# Time to buy a flooring nailer, Yipee!!! recommendations?



## moorewarner (May 29, 2009)

I just got green lighted on my second TnG job, 1500 sq'.

So you know what that means, if you do a job twice you get to buy the tool. :clap:

Yeah, k, maybe not, but buying tools is the only joy I have in life so leave me be. :whistling

With that said, who has recommendations? The Bostich's seem pretty popular, and most of my nail guns are already Porter. Caught a couple of shout outs to Porta-Nailer here on CT.

I am curious to hear peoples thoughts. I don't skimp on my tools, there is a looming Festool addiction stalking me, so I don't mind paying (too close to a grand and I'll cry uncle though).

Looking for a cleat, pneumatic, noticed the Primatech P250a handles staples and cleats [wrong]. 

Would also be interested to hear of any experiences with Powernail.

http://www.onlinefloorstore.com/manufacturer/Powernail/Flooring-Nailers-and-Staplers

This looks interesting to me, face nailing blows...

http://www.powernail.com/home/model445sn.htm

Or turn me on to a brand I haven't even heard of. This is your chance to enjoy buying a tool vicariously through me. :thumbsup:


----------



## opiethetileman (Apr 7, 2005)

I bought a bostitch used it for 400 feet of a nail down enginnered floor.. Still brand new dont use it at all. I think I gave 260 for it. its the sx 150- bhf-2. So if that is something you are looking at let me know


----------



## gallerytungsten (Jul 5, 2007)

I have the Porter Cable, it's been pretty reliable.


----------



## moorewarner (May 29, 2009)

opiethetileman said:


> I bought a bostitch used it for 400 feet of a nail down enginnered floor.. Still brand new dont use it at all. I think I gave 260 for it. its the sx 150- bhf-2. So if that is something you are looking at let me know


Thanks Opie, but I think it is a cleat nailer for me.


----------



## moorewarner (May 29, 2009)

gallerytungsten said:


> I have the Porter Cable, it's been pretty reliable.


My local tool shop has a dedicated flooring location. I was in today and they had a reconditioned Porter for $250. As I said, all my guns are porter and I have been happy with them so far, never had a lick of trouble from them.

That is tempting, but I think I am going to pursue flooring a bit and am leaning toward the Powernail 445 Flex. It's a little pricey, but those rollers are pretty effin' sweet.

Has anyone heard anything about Primatech nailers? One of the guys at the shop (that doesn't carry Primatech) said they often have seal problems. It would be nice to hear from someone that does have one, or has heard from someone that does.


----------



## pinwheel (Dec 7, 2009)

primatech


----------



## moorewarner (May 29, 2009)

pinwheel said:


> primatech


That post is awfully Zen. :laughing:

I'll take that as a vote for Primatech. I have been following your cab thread so I know you are kind of buried, thanks for chiming in.

I went by Lockwood, good folks. The HO, on a beer budget, actually likes their BLC Utility grade best, due to the variations and imperfections. I suspect I will be giving them my first purchase tomorrow, and possibly a nailer as well.

She is worried about the "no warranty" aspect, and that there might be an issue with the finish or boards down the road.

- Recorded data -
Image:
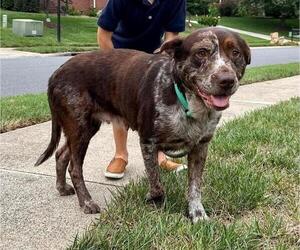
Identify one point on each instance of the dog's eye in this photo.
(236, 53)
(202, 53)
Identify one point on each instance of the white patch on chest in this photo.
(173, 121)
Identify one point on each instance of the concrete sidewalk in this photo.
(34, 216)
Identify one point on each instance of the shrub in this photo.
(213, 10)
(26, 5)
(199, 7)
(73, 12)
(92, 12)
(208, 20)
(7, 4)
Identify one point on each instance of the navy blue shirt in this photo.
(137, 24)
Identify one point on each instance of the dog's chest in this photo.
(176, 131)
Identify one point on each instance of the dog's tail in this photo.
(55, 137)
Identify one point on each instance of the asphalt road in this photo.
(24, 75)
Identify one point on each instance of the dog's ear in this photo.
(248, 55)
(246, 52)
(172, 47)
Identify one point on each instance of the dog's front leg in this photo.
(196, 162)
(149, 152)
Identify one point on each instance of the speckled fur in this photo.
(137, 90)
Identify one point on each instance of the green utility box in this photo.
(28, 27)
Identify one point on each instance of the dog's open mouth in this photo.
(218, 102)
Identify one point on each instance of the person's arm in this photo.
(104, 39)
(170, 36)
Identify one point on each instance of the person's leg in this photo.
(116, 168)
(164, 163)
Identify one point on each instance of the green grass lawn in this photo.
(251, 188)
(25, 110)
(260, 25)
(78, 34)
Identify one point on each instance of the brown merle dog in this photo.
(137, 90)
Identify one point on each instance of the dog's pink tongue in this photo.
(220, 101)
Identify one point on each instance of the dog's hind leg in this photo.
(78, 144)
(196, 162)
(149, 152)
(62, 161)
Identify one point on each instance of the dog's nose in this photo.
(224, 80)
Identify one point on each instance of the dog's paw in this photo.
(90, 207)
(157, 198)
(65, 190)
(197, 215)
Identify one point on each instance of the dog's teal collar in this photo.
(182, 99)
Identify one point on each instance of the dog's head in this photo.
(210, 62)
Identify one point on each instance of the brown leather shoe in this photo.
(116, 168)
(172, 166)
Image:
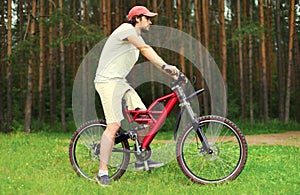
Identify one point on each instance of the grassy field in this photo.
(38, 164)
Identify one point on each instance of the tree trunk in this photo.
(9, 67)
(279, 63)
(42, 60)
(51, 69)
(206, 72)
(269, 53)
(250, 54)
(242, 93)
(28, 107)
(290, 61)
(62, 71)
(180, 28)
(263, 61)
(199, 81)
(3, 52)
(297, 79)
(222, 41)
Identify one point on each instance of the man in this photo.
(118, 57)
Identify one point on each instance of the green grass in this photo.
(38, 164)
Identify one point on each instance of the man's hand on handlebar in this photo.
(175, 73)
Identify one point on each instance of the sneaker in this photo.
(142, 165)
(103, 180)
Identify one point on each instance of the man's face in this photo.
(145, 23)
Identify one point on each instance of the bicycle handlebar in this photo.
(180, 81)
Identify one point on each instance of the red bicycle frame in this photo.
(148, 116)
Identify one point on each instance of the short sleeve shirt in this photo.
(118, 55)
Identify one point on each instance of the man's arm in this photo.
(153, 57)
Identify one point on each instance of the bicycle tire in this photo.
(85, 146)
(229, 156)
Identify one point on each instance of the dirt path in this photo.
(291, 138)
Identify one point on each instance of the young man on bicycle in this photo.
(118, 57)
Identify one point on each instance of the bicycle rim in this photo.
(228, 158)
(85, 148)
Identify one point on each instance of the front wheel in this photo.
(229, 151)
(84, 152)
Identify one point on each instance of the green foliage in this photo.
(38, 164)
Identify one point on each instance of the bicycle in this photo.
(211, 149)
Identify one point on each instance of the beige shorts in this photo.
(111, 94)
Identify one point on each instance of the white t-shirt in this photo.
(118, 55)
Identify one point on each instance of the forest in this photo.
(255, 44)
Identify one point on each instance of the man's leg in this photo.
(106, 145)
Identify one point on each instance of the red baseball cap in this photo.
(139, 10)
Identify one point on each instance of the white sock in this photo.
(102, 172)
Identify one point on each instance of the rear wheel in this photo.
(226, 161)
(84, 152)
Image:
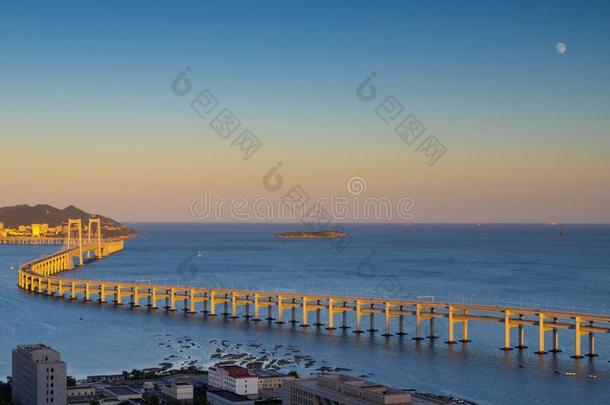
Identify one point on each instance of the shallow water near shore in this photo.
(525, 265)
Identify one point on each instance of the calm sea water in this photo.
(521, 264)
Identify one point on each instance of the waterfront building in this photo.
(224, 397)
(271, 380)
(120, 393)
(233, 378)
(342, 390)
(81, 394)
(38, 376)
(177, 393)
(106, 379)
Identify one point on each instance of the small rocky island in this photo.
(311, 235)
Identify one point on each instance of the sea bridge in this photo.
(40, 276)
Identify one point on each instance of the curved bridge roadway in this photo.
(40, 276)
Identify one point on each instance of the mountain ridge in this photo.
(24, 214)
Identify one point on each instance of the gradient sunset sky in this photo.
(88, 117)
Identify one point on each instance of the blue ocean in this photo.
(521, 265)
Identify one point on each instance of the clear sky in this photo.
(88, 117)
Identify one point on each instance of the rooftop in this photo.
(121, 390)
(270, 374)
(237, 371)
(228, 395)
(35, 347)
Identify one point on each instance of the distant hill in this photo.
(23, 214)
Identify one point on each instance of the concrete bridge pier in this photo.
(279, 310)
(417, 323)
(451, 324)
(170, 299)
(541, 330)
(592, 352)
(191, 299)
(87, 292)
(521, 344)
(464, 338)
(555, 348)
(432, 321)
(507, 326)
(331, 315)
(293, 311)
(344, 317)
(269, 312)
(401, 324)
(256, 309)
(118, 299)
(212, 302)
(577, 334)
(152, 298)
(234, 306)
(225, 311)
(102, 294)
(247, 308)
(358, 316)
(318, 315)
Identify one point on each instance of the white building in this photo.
(39, 376)
(233, 378)
(342, 390)
(179, 393)
(224, 397)
(81, 394)
(271, 380)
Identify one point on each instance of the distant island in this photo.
(311, 235)
(49, 222)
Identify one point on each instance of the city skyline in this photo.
(525, 127)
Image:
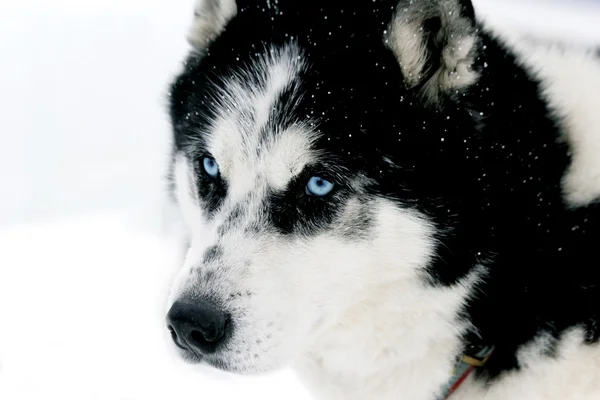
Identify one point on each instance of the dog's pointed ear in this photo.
(436, 43)
(210, 19)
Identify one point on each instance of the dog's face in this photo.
(292, 175)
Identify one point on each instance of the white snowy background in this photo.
(84, 257)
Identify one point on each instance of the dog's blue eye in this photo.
(318, 186)
(211, 167)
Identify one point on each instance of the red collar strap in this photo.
(465, 366)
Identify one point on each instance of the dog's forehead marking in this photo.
(247, 142)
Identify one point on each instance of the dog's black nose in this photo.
(198, 327)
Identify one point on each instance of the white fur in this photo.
(406, 39)
(210, 19)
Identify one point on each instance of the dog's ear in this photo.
(436, 43)
(210, 19)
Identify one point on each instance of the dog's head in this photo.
(305, 132)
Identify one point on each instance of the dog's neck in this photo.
(403, 341)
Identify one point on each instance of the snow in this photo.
(84, 263)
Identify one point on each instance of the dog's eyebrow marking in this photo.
(255, 134)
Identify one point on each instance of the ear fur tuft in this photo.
(436, 43)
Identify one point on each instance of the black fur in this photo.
(485, 165)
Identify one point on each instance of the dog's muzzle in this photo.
(198, 327)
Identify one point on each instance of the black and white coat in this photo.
(466, 173)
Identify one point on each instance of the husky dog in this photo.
(388, 197)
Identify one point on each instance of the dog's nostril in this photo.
(173, 333)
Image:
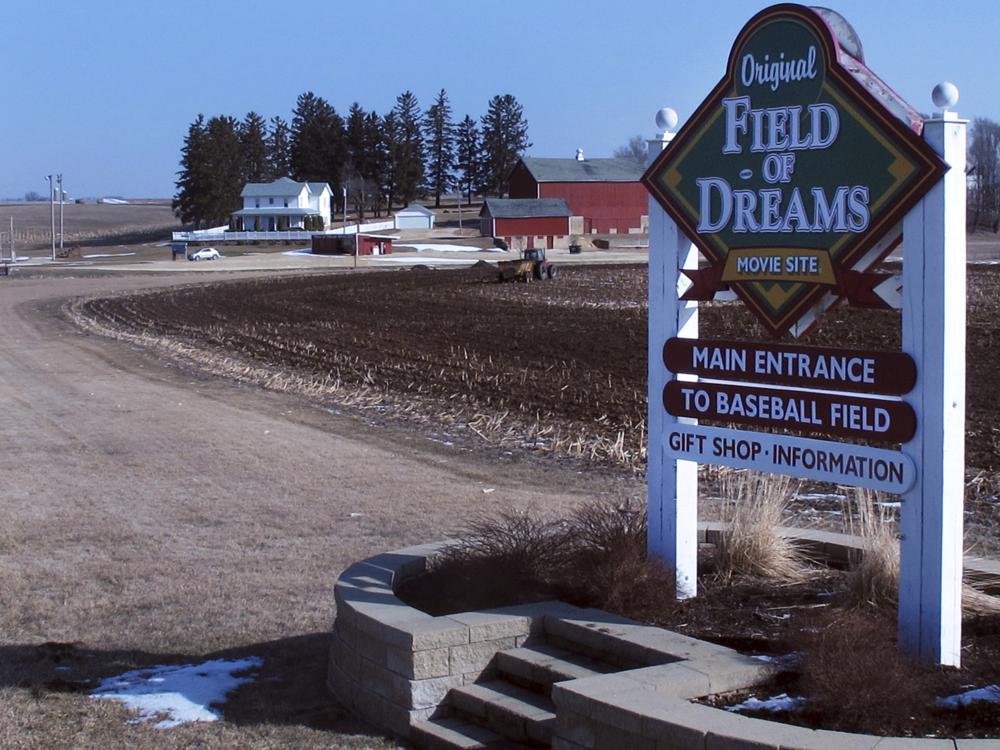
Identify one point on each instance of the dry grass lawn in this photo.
(154, 515)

- What is asked -
Retype the passage of the flooring nailer thread from "With that said, who" to "and cleats [wrong].", with no changes.

- Answer to this task -
With that said, who has recommendations? The Bostich's seem pretty popular, and most of my nail guns are already Porter. Caught a couple of shout outs to Porta-Nailer here on CT.

I am curious to hear peoples thoughts. I don't skimp on my tools, there is a looming Festool addiction stalking me, so I don't mind paying (too close to a grand and I'll cry uncle though).

Looking for a cleat, pneumatic, noticed the Primatech P250a handles staples and cleats [wrong].